> **Assignment**: Retype, exactly as they appear below, the lines between the line holding "Target: dark fur on face" and the line holding "Target: green leaf", both ends included.

> **Provided data**:
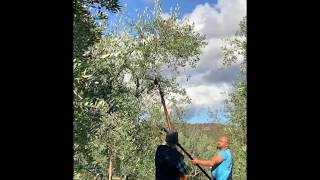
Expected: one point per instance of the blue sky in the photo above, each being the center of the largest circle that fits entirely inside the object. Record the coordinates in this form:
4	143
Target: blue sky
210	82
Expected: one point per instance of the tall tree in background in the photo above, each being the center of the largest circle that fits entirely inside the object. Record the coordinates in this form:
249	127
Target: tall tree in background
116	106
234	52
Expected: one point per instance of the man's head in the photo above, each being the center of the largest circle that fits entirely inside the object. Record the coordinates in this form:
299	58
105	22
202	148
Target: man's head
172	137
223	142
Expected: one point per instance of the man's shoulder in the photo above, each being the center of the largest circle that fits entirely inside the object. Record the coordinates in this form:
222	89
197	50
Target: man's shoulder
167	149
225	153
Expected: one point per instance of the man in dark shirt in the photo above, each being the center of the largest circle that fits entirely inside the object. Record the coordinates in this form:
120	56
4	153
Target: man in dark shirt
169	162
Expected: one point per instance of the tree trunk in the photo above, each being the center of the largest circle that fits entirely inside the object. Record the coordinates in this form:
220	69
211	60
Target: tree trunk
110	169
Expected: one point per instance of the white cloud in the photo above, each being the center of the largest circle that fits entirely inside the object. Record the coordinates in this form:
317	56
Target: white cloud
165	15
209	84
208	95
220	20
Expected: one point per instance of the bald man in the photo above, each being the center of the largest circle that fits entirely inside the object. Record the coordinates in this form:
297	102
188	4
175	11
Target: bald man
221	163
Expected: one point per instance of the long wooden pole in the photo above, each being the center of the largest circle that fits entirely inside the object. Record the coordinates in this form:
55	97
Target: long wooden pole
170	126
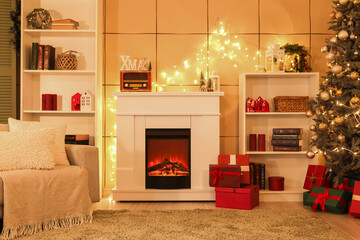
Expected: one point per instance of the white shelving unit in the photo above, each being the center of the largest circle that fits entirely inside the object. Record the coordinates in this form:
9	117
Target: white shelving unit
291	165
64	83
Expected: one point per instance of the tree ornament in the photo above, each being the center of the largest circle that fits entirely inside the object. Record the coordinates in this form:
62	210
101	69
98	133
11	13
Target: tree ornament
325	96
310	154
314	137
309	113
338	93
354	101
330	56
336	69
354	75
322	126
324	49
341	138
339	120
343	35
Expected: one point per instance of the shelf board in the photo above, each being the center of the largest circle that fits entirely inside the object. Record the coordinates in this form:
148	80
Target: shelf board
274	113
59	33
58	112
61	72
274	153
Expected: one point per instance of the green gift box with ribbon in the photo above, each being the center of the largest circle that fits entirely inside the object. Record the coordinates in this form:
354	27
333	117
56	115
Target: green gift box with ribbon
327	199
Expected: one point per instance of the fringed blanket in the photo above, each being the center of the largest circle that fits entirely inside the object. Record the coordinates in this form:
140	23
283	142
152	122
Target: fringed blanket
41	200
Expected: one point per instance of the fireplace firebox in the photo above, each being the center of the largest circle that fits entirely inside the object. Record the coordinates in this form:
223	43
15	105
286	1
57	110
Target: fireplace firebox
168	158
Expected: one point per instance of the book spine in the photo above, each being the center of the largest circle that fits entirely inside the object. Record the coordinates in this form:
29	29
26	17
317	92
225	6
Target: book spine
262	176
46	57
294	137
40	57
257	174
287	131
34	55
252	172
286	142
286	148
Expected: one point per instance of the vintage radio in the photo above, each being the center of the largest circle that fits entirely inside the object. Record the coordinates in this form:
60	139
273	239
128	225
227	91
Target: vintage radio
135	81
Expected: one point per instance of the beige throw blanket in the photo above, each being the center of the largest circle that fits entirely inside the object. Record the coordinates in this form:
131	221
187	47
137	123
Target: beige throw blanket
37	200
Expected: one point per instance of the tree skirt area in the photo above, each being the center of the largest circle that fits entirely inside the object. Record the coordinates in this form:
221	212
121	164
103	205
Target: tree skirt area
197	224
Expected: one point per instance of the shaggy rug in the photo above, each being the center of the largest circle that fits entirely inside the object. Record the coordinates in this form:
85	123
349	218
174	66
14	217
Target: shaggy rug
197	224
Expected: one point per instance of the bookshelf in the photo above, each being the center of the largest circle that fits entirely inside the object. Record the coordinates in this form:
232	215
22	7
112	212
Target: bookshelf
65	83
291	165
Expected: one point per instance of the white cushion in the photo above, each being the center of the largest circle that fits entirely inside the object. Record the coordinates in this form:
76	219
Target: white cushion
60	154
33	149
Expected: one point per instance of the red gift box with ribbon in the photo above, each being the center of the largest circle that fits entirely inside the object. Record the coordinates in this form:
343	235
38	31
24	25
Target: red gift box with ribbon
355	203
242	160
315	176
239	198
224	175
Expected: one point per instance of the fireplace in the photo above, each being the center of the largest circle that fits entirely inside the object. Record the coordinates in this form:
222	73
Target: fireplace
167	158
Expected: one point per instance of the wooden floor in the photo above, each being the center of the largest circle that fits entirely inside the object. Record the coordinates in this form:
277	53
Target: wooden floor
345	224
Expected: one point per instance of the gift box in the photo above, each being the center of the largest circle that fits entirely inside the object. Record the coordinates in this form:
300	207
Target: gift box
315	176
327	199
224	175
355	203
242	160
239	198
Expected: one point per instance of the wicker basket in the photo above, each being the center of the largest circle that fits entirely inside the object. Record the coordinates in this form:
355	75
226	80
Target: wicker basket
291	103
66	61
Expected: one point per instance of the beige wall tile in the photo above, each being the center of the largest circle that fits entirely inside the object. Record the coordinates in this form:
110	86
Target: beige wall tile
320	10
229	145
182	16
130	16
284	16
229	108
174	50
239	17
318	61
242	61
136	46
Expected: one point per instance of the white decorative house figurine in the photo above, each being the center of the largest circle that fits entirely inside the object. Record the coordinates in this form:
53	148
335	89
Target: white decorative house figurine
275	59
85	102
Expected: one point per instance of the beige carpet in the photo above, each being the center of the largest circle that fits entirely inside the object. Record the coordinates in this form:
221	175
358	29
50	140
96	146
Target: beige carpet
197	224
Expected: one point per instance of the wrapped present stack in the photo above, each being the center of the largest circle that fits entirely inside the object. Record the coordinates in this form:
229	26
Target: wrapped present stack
* * *
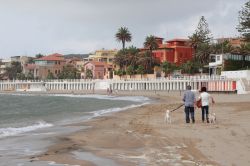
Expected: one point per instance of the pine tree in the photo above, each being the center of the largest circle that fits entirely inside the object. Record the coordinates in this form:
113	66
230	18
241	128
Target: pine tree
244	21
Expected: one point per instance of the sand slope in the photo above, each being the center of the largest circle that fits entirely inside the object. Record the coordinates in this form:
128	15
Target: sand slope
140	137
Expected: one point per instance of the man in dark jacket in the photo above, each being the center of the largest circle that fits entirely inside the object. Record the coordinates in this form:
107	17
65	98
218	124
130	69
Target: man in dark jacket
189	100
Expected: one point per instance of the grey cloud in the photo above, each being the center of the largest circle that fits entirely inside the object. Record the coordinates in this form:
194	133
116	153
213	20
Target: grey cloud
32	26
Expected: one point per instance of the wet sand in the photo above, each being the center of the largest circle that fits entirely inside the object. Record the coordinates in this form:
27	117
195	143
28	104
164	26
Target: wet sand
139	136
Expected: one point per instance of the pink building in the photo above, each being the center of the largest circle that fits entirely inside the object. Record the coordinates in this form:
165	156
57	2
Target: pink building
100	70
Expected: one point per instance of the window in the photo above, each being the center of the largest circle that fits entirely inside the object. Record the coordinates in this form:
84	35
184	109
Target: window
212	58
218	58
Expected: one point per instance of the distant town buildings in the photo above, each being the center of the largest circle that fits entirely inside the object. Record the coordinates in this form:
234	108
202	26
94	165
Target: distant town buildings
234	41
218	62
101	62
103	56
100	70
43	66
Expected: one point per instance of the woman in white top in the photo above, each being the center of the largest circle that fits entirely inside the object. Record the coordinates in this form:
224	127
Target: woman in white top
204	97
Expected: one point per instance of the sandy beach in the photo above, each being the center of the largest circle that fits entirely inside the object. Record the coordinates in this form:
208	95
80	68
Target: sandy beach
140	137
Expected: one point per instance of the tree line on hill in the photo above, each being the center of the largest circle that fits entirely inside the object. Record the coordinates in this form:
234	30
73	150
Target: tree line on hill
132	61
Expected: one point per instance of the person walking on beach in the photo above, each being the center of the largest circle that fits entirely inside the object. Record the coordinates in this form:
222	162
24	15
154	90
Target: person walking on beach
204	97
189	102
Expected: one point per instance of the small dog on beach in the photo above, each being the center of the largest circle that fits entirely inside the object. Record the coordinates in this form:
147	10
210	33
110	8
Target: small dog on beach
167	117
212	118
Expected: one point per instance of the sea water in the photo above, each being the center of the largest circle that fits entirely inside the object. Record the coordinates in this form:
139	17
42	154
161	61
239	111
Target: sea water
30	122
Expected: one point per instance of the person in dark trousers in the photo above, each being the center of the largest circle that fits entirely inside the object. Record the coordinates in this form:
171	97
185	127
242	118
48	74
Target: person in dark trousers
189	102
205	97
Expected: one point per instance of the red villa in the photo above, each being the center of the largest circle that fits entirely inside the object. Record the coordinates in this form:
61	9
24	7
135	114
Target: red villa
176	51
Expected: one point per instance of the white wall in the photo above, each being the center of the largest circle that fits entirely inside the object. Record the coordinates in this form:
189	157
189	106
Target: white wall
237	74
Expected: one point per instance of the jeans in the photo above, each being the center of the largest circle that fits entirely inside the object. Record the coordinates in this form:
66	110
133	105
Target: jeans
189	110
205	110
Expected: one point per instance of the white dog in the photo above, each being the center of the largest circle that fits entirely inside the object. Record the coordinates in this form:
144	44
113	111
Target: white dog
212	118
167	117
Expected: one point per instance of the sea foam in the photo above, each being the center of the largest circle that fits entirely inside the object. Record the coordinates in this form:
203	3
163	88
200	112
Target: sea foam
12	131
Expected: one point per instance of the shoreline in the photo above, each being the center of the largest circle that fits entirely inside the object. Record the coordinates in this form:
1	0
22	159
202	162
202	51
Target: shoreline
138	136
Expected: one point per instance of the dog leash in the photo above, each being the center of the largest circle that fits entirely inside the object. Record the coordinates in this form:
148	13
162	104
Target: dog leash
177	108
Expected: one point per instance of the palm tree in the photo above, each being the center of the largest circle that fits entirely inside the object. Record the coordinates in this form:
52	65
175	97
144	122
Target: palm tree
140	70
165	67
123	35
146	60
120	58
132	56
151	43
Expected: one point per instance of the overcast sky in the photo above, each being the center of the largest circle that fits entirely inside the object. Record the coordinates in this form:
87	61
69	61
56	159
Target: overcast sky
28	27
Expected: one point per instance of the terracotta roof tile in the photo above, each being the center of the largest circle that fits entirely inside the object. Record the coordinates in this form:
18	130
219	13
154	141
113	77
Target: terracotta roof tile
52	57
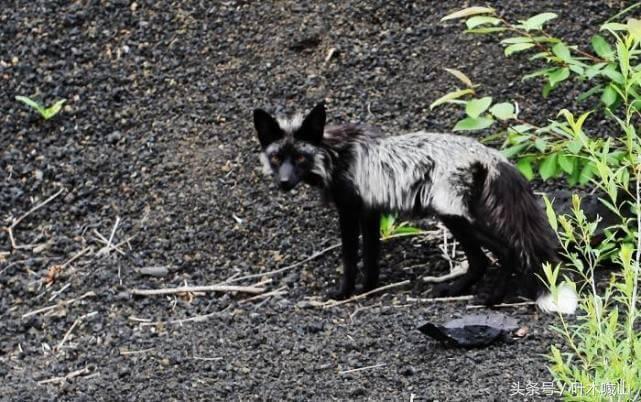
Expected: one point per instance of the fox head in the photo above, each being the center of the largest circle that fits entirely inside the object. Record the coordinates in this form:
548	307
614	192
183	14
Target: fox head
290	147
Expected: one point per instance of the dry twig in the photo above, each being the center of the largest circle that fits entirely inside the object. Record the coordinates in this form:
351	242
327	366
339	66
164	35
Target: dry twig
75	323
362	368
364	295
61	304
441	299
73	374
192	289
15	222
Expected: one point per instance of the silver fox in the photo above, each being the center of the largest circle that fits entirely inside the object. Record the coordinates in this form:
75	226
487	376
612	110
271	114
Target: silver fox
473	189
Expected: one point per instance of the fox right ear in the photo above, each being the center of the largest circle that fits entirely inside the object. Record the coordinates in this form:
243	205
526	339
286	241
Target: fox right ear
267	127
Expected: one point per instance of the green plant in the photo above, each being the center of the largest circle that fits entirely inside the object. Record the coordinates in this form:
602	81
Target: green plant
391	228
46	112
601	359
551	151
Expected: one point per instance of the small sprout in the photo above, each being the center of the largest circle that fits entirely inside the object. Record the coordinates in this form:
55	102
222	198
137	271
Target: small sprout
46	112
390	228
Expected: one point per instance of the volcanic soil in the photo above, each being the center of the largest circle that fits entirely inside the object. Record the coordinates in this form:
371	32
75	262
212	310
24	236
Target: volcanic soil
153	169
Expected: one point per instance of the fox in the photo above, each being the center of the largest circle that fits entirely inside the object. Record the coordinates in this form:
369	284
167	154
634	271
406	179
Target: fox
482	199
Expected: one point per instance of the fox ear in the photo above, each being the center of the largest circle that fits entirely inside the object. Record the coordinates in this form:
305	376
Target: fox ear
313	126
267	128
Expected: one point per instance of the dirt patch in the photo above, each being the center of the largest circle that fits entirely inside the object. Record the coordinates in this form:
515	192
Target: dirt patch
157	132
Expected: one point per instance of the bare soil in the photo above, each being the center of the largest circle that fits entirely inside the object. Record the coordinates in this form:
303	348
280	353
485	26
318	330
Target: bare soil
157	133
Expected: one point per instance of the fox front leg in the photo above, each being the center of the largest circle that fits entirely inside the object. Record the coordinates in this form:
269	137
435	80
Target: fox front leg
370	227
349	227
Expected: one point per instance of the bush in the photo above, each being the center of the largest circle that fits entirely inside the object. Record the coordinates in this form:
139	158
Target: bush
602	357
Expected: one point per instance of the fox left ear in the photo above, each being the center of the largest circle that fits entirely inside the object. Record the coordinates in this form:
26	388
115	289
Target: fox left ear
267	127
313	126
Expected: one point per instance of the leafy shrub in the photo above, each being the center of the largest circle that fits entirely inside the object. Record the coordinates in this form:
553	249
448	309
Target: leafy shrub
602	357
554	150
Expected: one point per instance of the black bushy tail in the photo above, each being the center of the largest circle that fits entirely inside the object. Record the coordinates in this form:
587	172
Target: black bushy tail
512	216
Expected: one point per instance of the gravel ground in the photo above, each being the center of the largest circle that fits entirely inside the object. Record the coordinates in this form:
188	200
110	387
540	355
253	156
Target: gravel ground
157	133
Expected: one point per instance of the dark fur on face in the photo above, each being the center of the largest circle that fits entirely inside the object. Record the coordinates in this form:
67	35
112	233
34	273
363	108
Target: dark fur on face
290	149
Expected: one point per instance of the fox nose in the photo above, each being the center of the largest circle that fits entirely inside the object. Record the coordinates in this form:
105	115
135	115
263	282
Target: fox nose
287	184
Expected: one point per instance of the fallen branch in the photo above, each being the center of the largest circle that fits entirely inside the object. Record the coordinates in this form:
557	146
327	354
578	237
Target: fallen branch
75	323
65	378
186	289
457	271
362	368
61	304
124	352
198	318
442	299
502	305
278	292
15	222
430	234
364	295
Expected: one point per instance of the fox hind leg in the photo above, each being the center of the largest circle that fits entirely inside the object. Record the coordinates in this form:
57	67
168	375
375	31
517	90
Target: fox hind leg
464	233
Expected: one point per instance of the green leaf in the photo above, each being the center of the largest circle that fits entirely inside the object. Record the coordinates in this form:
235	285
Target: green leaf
==
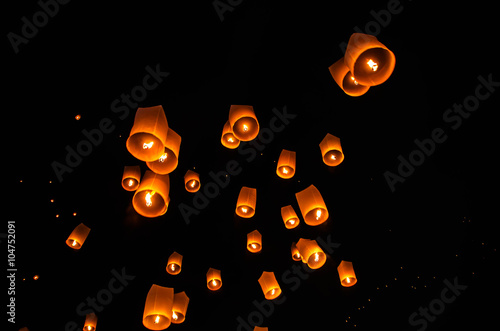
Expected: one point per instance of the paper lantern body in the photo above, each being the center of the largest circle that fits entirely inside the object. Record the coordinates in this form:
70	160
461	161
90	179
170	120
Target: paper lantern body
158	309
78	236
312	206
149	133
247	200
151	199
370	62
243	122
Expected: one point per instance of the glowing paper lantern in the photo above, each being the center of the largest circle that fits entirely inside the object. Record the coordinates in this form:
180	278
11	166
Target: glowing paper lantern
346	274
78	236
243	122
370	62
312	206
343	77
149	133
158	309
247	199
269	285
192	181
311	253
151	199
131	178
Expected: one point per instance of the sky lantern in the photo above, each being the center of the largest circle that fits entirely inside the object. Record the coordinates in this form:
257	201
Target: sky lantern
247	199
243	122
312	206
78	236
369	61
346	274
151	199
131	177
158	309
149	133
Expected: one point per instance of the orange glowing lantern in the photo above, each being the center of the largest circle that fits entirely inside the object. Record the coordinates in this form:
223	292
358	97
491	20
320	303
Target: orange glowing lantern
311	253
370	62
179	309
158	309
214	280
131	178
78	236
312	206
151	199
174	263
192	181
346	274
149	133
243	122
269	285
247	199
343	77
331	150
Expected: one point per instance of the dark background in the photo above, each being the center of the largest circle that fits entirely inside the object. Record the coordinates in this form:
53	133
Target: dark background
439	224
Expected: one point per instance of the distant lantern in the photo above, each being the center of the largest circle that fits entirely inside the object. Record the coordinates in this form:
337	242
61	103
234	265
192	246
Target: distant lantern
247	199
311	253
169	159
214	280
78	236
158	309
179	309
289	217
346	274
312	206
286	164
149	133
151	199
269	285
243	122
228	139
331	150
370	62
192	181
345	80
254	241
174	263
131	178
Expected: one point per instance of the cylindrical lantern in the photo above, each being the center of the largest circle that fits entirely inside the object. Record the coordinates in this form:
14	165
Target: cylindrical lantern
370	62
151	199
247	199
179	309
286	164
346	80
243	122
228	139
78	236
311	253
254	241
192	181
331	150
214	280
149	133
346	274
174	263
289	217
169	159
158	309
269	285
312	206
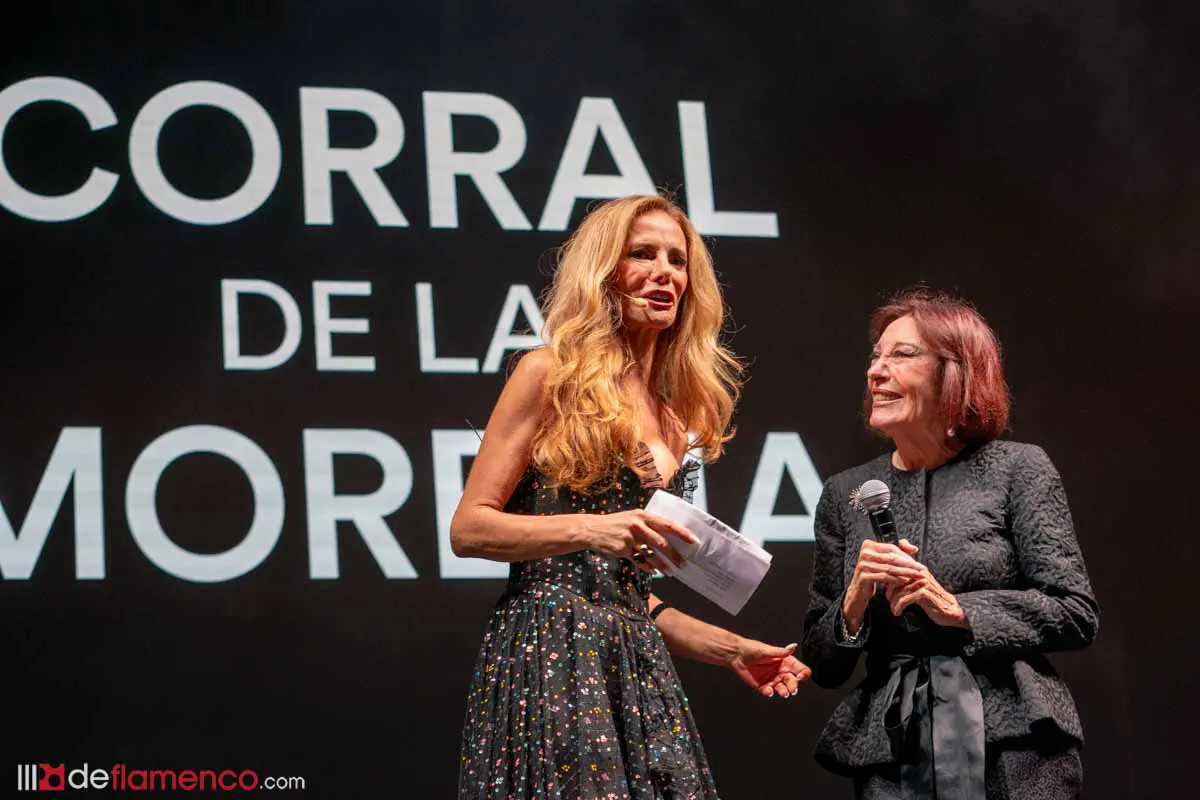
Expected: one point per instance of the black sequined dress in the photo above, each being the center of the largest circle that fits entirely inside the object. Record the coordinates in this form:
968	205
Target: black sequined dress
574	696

> **Solution**:
Target: dark fur on face
290	149
Expected: one point per instance of the fox nose in the photo above, each being the center of the largest circle that fits entirely inside the object. Record the coordinates in this form:
105	115
135	115
263	282
Target: fox nose
287	184
Expected: one point per instance of the fallen branch in the photo above, each being the center of the largest circle that fits entirely inside the object. Record the coordinates in this form:
557	146
327	354
578	237
Target: fallen branch
75	323
65	378
186	289
457	271
362	368
61	304
124	352
198	318
442	299
502	305
278	292
15	222
430	234
364	295
Expected: one point per instance of the fox hind leg in the photo above, each being the center of the largest circle that fits entirely inside the object. Record the coordinates in this form:
57	67
168	375
375	31
517	90
Target: fox hind leg
464	233
Expected: one point per instance of the green leaf in the photo above, each being the center of the largest circle that fits entirely inside the object. Record the coordinates in this form:
235	285
Target: green leaf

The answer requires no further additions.